- [Exercise task]
Copy out the lines below word for word, leaving out the pictures.

- [Pointing data excerpts]
────

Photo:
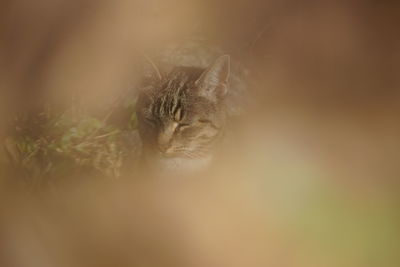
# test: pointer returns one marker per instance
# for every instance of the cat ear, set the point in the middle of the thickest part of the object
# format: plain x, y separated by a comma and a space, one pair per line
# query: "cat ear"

────

- [Worked solution]
Photo:
# test: pointer returns one marker per instance
# for every instance of the cat ear, set the point in the middle of the thickest part of the object
# format: plain x, y separated by a comma and a space, one pair per line
# query: "cat ear"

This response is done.